• [The task]:
The records should be repeated word for word, pictures excluded.

• [Data supplied]:

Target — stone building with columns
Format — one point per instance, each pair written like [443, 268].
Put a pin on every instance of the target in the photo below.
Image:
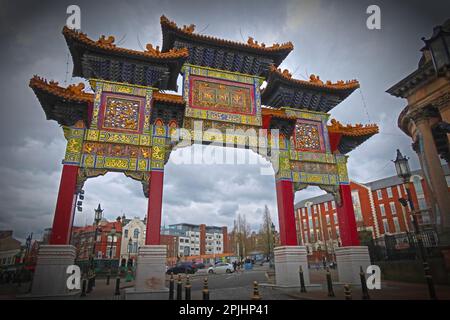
[426, 119]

• [The solution]:
Target — stone building with columns
Format — one point per instance, each pair written like [443, 268].
Put a pin on every instance of the target in the photo below.
Image:
[426, 119]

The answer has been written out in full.